Written exercise:
Quote the stretch of the records from their start through the line that contains "point(384, 190)", including both ends, reproducing every line word for word.

Location identification items:
────────────────────

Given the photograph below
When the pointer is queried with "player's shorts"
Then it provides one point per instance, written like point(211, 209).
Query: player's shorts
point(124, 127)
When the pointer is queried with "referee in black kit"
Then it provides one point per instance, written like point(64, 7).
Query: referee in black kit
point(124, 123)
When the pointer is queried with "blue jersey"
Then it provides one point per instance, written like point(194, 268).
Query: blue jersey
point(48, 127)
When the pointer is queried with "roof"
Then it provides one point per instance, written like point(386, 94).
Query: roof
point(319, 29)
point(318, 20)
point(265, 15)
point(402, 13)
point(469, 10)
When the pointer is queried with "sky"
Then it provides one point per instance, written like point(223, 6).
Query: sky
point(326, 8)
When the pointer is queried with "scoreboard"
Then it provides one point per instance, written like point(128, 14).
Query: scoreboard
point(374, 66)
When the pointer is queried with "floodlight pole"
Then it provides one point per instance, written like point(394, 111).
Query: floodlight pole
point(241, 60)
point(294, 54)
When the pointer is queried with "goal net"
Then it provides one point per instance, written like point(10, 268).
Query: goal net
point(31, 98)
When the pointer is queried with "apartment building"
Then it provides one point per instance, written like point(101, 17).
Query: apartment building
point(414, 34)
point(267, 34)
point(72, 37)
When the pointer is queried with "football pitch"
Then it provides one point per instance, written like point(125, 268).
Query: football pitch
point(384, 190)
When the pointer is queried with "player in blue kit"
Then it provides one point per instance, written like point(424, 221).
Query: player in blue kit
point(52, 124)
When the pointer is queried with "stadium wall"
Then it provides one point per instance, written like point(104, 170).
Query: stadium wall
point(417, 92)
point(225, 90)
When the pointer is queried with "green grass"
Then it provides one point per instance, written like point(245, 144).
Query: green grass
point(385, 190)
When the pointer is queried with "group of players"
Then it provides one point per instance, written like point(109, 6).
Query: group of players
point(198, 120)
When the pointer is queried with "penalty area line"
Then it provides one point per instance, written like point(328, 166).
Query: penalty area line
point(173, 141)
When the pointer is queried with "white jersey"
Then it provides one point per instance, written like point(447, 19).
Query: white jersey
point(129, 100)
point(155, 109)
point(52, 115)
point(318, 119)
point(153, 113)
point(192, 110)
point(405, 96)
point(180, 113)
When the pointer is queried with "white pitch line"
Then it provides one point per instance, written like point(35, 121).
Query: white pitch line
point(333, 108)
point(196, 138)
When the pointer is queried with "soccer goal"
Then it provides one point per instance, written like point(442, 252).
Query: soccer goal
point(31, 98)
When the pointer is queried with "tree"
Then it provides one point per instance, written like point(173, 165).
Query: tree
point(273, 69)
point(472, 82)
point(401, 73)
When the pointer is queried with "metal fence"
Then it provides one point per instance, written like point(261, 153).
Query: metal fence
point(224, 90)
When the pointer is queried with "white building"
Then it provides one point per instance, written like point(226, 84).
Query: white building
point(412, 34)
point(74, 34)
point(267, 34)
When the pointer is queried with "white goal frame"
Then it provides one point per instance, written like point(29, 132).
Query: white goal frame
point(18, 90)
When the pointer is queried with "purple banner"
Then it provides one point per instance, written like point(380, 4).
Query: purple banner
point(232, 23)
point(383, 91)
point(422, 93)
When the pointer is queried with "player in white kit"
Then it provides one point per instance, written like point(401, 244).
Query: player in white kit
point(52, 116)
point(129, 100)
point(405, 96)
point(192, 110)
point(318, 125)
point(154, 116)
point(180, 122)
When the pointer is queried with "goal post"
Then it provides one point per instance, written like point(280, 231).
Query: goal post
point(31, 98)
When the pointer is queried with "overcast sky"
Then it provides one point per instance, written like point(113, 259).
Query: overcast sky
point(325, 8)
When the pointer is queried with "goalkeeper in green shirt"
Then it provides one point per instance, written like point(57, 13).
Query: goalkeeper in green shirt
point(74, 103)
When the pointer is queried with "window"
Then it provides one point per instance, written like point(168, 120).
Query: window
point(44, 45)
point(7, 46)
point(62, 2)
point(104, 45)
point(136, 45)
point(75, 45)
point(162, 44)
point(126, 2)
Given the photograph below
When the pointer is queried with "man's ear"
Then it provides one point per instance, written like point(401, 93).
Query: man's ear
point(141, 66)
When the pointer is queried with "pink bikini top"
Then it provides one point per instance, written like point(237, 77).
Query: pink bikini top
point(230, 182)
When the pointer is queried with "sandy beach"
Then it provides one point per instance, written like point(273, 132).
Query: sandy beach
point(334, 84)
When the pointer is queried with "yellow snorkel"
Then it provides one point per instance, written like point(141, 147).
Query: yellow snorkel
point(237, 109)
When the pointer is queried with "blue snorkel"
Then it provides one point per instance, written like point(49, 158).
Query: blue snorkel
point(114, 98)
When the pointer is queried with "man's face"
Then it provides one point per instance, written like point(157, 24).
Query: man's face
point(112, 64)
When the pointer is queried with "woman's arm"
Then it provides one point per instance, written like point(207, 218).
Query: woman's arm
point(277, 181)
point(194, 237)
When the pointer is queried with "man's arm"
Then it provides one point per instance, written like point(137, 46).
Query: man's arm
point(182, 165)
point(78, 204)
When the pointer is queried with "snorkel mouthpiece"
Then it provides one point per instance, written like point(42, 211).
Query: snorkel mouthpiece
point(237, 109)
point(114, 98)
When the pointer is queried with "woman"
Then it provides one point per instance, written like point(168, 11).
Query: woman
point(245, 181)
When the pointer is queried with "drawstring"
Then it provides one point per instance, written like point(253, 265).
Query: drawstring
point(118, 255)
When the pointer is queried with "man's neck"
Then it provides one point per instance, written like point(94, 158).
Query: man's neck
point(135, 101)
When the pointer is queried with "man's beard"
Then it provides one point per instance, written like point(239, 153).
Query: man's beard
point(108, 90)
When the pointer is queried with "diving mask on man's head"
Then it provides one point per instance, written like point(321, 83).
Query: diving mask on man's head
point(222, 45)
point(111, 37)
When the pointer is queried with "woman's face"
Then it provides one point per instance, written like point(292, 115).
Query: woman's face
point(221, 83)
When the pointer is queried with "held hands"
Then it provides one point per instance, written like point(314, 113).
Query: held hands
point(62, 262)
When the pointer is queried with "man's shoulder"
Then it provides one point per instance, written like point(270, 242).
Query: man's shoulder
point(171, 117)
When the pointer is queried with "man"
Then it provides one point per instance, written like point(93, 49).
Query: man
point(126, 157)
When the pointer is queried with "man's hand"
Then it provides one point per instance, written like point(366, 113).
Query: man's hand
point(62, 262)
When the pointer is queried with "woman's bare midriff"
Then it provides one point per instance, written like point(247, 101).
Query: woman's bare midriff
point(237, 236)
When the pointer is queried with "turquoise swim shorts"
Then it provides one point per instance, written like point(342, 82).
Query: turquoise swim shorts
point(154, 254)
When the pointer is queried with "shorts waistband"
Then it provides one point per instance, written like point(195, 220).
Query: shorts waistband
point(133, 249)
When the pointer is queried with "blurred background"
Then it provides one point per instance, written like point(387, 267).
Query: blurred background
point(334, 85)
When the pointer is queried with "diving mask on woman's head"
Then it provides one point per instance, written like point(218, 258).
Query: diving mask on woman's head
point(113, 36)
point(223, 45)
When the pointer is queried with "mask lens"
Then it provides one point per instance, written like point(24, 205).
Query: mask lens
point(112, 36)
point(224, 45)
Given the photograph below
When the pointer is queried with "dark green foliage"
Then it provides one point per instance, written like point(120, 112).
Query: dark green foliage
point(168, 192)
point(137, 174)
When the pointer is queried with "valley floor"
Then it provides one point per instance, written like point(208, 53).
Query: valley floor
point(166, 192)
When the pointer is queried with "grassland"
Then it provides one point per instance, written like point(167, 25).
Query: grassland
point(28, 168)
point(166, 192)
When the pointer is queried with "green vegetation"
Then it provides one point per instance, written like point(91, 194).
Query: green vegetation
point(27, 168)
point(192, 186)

────────────────────

The solution:
Given the photograph below
When the pointer is queried with "player's shorts"
Then it provides one point per instance, written like point(211, 209).
Query: player's shorts
point(124, 127)
When the pointer is queried with "referee in black kit"
Then it provides one point per instance, written like point(64, 7).
Query: referee in black kit
point(124, 123)
When the pointer is queried with "blue jersey"
Then it provides one point per instance, written like point(194, 268).
Query: blue jersey
point(48, 127)
When the pointer is queried with "roof"
Then it provides one point per instance, written like point(386, 94).
Query: roof
point(319, 29)
point(318, 20)
point(265, 15)
point(402, 13)
point(469, 10)
When the pointer is queried with "sky"
Then it provides one point per instance, written like point(223, 6).
Query: sky
point(326, 8)
When the pointer is queried with "scoreboard"
Then it provides one point per instance, written like point(128, 14).
Query: scoreboard
point(374, 66)
When the pointer is queried with "floodlight pole"
Then it provides one point per instance, written like point(394, 111).
Query: floodlight pole
point(241, 60)
point(294, 54)
When the pointer is queried with "goal net"
Then it provides one point per instance, written like point(10, 268).
Query: goal net
point(31, 98)
When the pointer is queried with "apartment building"
Then it provides one point per instance, written like point(101, 17).
Query: apartment building
point(414, 34)
point(267, 34)
point(72, 37)
When the pointer is queried with "football pitch"
Then it provides one point per instance, written like point(125, 268).
Query: football pitch
point(384, 190)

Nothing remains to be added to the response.